In the article below on aid to Africa, swap "Mr Bush" for "President Bush" and write out the passage from "He called for" up to and including "impossible to meet.".

— START ARTICLE —

He called for a doubling of European aid by 2010 and 100% debt relief, as well as an end to many trade subsidies.
But the plan is facing opposition in the US - and particularly from President George W Bush.
Mr Bush's stance sets up a possible clash with UK Prime Minister Tony Blair, due in Washington next week.
Mr Bush said on Wednesday that a key part of the plan did not fit with the US budget process.
The UK is pushing hard for major debt relief and a doubling of aid to Africa, and Chancellor Gordon Brown laid out a set of ambitious plans on Friday.
This is not a time for timidity nor a time to fear reaching too high
Gordon Brown, UK Finance Minister
Brown waives Live 8 VAT
The UK has said that 2005 is a vital year for Africa, and argues that without significantly more money the United Nations' Millennium Goal of halving world poverty by 2015 will be impossible to meet.

— END ARTICLE —
— START LISTED ENTRIES —

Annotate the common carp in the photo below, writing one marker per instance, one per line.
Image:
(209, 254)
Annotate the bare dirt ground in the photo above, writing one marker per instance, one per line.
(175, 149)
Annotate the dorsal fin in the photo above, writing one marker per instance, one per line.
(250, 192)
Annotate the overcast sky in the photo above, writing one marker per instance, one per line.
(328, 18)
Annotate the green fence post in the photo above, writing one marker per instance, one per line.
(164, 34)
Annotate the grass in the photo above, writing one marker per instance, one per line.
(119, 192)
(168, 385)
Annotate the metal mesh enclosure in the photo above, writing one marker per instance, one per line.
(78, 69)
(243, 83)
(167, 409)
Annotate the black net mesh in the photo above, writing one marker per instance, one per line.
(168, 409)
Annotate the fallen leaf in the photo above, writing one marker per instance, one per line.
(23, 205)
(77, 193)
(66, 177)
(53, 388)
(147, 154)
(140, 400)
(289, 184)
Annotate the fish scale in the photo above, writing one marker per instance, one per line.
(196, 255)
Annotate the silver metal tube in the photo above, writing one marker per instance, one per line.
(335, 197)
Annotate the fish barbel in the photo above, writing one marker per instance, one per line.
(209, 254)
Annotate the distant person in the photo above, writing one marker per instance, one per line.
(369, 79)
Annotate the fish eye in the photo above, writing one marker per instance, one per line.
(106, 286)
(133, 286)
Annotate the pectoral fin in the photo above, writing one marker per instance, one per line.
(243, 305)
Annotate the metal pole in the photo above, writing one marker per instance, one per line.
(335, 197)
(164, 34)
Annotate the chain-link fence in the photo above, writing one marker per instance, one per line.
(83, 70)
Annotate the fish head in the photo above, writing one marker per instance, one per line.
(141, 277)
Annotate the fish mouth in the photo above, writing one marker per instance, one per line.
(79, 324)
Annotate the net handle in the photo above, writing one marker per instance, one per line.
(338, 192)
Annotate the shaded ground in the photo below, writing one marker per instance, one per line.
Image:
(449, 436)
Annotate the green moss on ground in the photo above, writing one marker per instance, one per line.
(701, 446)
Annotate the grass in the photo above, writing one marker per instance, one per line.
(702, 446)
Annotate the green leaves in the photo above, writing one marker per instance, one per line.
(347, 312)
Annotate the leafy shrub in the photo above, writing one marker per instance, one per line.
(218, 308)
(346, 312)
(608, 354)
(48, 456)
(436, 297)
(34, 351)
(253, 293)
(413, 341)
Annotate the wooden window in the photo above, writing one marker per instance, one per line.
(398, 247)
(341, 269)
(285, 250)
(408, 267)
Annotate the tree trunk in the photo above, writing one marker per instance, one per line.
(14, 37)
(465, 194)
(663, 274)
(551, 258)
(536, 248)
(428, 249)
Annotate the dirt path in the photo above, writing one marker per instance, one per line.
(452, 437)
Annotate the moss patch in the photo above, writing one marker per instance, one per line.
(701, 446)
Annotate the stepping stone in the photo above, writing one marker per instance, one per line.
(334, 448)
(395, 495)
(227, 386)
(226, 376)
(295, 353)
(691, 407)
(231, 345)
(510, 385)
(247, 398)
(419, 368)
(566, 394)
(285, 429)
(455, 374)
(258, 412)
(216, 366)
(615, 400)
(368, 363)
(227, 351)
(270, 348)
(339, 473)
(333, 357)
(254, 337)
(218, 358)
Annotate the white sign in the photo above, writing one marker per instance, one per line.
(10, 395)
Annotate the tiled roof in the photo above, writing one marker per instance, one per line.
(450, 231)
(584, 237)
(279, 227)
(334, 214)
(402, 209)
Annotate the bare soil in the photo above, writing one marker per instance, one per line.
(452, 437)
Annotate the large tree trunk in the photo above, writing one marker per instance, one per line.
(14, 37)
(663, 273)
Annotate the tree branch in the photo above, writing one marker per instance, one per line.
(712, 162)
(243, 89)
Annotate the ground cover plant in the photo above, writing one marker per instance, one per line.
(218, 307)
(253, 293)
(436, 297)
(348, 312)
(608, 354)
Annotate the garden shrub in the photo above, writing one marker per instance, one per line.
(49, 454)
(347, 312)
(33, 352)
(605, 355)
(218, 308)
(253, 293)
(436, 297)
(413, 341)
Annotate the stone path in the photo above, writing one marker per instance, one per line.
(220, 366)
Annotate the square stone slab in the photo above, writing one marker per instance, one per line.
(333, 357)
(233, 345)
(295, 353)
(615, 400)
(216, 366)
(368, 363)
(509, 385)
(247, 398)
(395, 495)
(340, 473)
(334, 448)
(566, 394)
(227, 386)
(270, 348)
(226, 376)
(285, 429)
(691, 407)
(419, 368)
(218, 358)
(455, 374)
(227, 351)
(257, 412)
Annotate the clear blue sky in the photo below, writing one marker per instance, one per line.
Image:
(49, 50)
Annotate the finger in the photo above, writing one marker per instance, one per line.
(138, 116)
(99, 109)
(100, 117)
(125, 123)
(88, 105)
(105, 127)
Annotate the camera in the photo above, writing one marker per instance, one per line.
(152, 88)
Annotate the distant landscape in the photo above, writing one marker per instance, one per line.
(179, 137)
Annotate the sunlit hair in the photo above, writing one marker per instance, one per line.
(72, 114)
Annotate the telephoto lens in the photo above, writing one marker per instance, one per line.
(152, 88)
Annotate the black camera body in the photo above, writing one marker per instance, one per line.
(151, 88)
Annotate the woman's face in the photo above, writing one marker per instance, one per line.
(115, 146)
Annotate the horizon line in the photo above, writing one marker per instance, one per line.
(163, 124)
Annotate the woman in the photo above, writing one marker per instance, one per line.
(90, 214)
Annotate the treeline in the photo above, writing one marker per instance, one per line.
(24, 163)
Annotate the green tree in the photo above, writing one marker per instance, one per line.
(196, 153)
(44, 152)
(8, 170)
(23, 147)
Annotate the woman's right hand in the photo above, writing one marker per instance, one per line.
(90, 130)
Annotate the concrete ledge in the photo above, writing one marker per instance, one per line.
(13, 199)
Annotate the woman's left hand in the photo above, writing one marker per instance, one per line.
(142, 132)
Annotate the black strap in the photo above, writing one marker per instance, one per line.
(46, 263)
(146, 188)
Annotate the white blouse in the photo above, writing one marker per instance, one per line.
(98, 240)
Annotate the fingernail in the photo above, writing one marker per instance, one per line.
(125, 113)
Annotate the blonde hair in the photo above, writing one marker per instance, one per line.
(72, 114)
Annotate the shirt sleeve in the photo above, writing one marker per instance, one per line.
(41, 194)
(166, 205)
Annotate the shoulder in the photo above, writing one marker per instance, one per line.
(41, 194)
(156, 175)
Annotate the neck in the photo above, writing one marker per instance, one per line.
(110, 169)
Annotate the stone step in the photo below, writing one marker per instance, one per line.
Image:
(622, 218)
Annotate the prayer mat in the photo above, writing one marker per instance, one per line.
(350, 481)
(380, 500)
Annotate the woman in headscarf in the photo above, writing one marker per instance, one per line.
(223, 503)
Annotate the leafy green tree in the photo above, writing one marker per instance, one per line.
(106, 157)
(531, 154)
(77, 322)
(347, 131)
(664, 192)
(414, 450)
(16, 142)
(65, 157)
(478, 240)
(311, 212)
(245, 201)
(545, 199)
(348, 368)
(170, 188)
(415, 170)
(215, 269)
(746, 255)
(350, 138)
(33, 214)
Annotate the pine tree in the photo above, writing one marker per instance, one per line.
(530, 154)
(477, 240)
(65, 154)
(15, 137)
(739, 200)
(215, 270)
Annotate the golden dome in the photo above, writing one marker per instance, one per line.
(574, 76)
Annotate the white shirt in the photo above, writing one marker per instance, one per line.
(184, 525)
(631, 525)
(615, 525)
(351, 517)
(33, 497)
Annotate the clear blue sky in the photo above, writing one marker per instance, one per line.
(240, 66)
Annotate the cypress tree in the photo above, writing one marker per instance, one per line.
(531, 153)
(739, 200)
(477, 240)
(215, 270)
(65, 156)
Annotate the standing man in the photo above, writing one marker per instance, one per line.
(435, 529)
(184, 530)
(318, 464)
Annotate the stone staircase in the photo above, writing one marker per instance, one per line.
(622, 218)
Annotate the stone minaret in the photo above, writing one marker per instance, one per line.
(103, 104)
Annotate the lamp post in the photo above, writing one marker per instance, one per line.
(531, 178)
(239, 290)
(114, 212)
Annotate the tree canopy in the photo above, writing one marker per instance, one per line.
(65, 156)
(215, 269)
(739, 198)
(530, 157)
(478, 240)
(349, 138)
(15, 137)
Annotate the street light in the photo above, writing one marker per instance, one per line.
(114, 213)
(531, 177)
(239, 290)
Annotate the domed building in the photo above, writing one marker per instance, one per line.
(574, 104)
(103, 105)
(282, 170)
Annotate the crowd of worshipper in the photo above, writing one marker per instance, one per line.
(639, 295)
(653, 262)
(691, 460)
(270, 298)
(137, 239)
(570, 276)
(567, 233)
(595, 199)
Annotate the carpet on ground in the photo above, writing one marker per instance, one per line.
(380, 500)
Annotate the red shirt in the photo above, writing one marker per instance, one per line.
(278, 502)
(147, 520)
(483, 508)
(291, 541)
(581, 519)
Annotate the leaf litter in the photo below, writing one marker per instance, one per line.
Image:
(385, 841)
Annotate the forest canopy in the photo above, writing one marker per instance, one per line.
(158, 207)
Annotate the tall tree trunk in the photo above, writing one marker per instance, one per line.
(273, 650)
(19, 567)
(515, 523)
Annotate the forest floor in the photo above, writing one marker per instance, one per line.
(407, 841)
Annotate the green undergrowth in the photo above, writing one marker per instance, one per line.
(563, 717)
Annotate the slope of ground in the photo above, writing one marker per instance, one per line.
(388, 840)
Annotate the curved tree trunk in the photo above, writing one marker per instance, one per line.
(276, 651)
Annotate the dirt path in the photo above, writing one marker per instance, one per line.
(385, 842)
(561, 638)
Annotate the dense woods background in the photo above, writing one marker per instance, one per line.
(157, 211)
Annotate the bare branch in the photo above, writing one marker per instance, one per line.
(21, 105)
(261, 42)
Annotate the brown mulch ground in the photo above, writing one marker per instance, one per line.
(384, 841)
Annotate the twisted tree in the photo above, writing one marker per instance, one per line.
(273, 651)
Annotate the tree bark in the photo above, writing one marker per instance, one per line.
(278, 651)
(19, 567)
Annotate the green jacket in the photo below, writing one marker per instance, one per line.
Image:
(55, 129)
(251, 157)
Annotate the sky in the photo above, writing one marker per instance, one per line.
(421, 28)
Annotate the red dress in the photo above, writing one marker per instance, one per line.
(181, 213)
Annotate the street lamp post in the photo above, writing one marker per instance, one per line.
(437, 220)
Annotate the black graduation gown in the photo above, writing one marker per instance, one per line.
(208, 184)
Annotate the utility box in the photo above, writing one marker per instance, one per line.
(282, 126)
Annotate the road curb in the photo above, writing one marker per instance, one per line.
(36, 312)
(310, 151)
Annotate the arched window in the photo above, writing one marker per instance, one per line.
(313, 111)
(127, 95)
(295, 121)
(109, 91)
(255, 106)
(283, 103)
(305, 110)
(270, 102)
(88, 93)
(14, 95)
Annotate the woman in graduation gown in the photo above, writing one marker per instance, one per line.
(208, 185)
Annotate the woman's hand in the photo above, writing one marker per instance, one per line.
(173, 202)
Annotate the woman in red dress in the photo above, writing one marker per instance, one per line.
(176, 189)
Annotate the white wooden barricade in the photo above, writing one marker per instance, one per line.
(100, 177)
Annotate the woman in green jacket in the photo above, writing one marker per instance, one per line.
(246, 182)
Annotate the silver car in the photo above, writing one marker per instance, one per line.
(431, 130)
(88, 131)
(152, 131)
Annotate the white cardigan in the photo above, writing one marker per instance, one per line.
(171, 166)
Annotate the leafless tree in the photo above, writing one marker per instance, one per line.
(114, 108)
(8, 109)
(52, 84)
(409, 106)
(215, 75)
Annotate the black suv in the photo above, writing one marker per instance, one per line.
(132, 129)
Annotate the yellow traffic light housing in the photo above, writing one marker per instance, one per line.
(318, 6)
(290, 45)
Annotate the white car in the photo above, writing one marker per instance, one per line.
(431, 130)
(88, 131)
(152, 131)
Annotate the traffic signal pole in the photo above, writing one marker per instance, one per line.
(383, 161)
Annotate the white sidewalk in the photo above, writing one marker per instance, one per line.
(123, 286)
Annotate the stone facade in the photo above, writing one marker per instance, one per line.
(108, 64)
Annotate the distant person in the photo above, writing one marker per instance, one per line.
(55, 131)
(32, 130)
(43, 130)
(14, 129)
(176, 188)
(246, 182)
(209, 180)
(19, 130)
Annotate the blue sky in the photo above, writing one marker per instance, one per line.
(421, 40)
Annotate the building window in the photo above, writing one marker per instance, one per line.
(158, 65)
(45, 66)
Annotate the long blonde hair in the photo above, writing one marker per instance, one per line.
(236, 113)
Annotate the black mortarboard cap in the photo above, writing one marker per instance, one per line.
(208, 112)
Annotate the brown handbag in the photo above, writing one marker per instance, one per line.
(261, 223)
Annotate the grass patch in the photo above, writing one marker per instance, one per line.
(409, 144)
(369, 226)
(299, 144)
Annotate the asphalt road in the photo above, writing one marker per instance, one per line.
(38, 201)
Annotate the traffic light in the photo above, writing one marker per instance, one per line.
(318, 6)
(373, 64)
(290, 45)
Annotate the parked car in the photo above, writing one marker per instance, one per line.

— END LISTED ENTRIES —

▸ **ANSWER FOR THE TASK**:
He called for a doubling of European aid by 2010 and 100% debt relief, as well as an end to many trade subsidies.
But the plan is facing opposition in the US - and particularly from President George W Bush.
President Bush's stance sets up a possible clash with UK Prime Minister Tony Blair, due in Washington next week.
President Bush said on Wednesday that a key part of the plan did not fit with the US budget process.
The UK is pushing hard for major debt relief and a doubling of aid to Africa, and Chancellor Gordon Brown laid out a set of ambitious plans on Friday.
This is not a time for timidity nor a time to fear reaching too high
Gordon Brown, UK Finance Minister
Brown waives Live 8 VAT
The UK has said that 2005 is a vital year for Africa, and argues that without significantly more money the United Nations' Millennium Goal of halving world poverty by 2015 will be impossible to meet.